Weaving together separate narratives…
I think the most challenging element of writing these books is navigating multiple timelines. When I have several perspective characters, there are different things happening to them that take different amounts of time, and then I have to bring them all together. That is one of the biggest tasks when writing a book of this size. It’s a lot easier in my other book run [The Bone Season series] as that’s only looking through one character’s perspective. But with both The Priory of the Orange Tree and A Day of Fallen Night, pretty much all of the narratives eventually converge into one, and it’s very tricky getting all of them to come together. 

Sometimes I do have to tweak the timeline to make it work. For example, I really needed this one character to be at a battle at the end, but I just couldn't think of how to get him there in time because he was such a long way away. So I came up with various wild solutions, like having him ride a dragon into the fight, even though that's not really a thing you can do in this world. In the end I had just rearrange the chronology to give them more time to get there. So it can be an interesting challenge! 

I try to make each character layered and interesting, and to ensure they not only face global challenges, but that they have their own individual challenges as well

Crafting magical powers…
I always think it's very important to establish limits within the magic system. Otherwise, theoretically, anything is possible - which can lower the stakes significantly. If the reader knows that a character could just pull some mystical power out of nowhere to resolve the situation, they know they’re always likely to be safe. So I decided from the off that there would be various constraints on this. Fire magic can enable characters to create and deflect fire, for example, but I also make it very clear that they're not immune to fire. That helps to make sure certain situations have real weight, and can be more exhilarating as a result.

* Stated task *
Answer these questions about the text above on writing fantasy novels:
(a) Which series is described as looking through only one character's perspective?
(b) What wild solution is mentioned for getting a character to a distant battle?
(c) What does fire magic enable characters to do, and what are they stated not to be?

* Data segment *
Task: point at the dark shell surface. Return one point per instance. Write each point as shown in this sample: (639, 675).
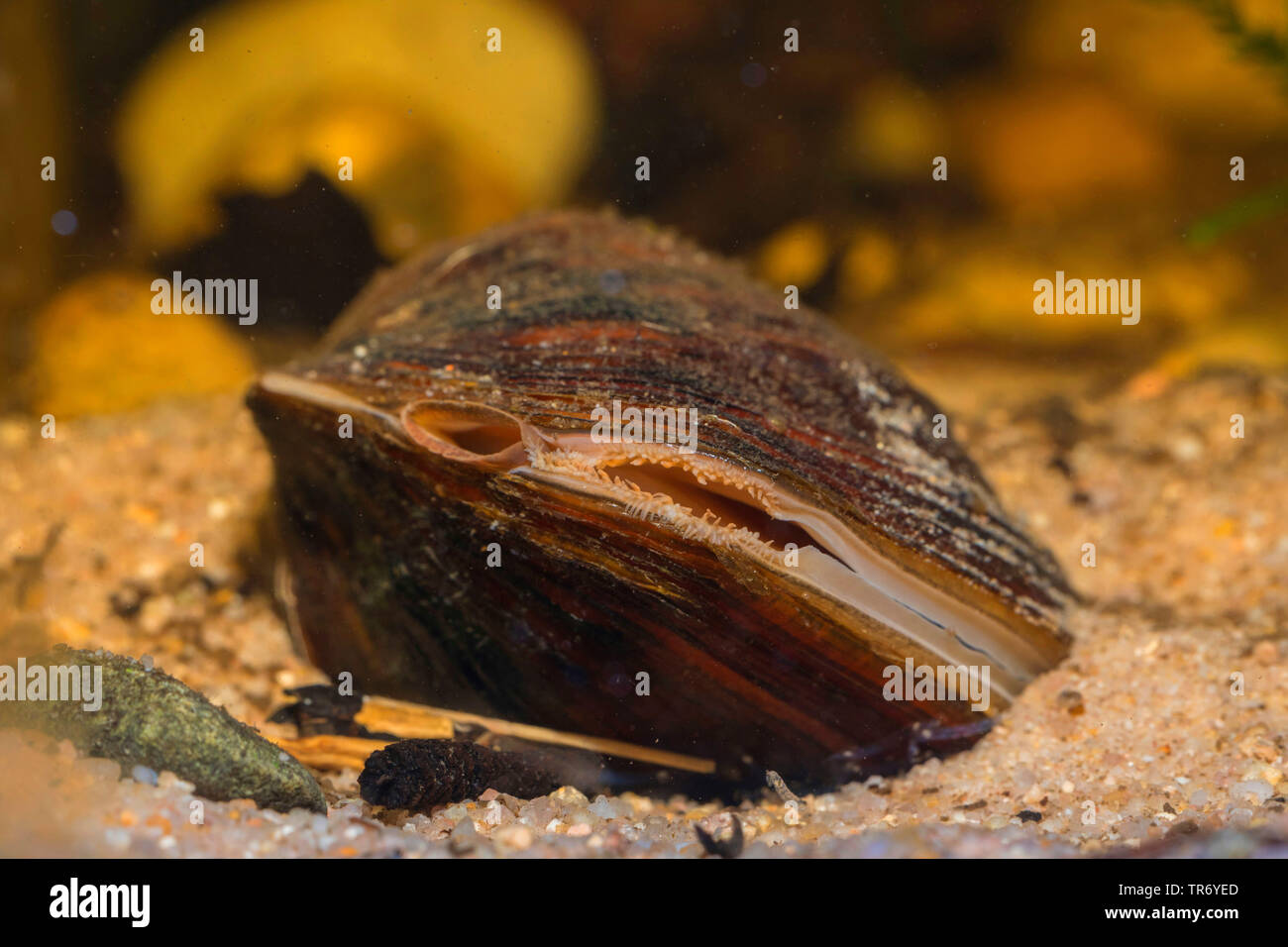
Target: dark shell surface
(471, 428)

* Response for this exercise *
(a) The Bone Season series.
(b) Having him ride a dragon into the fight.
(c) It enables them to create and deflect fire, but they are not immune to fire.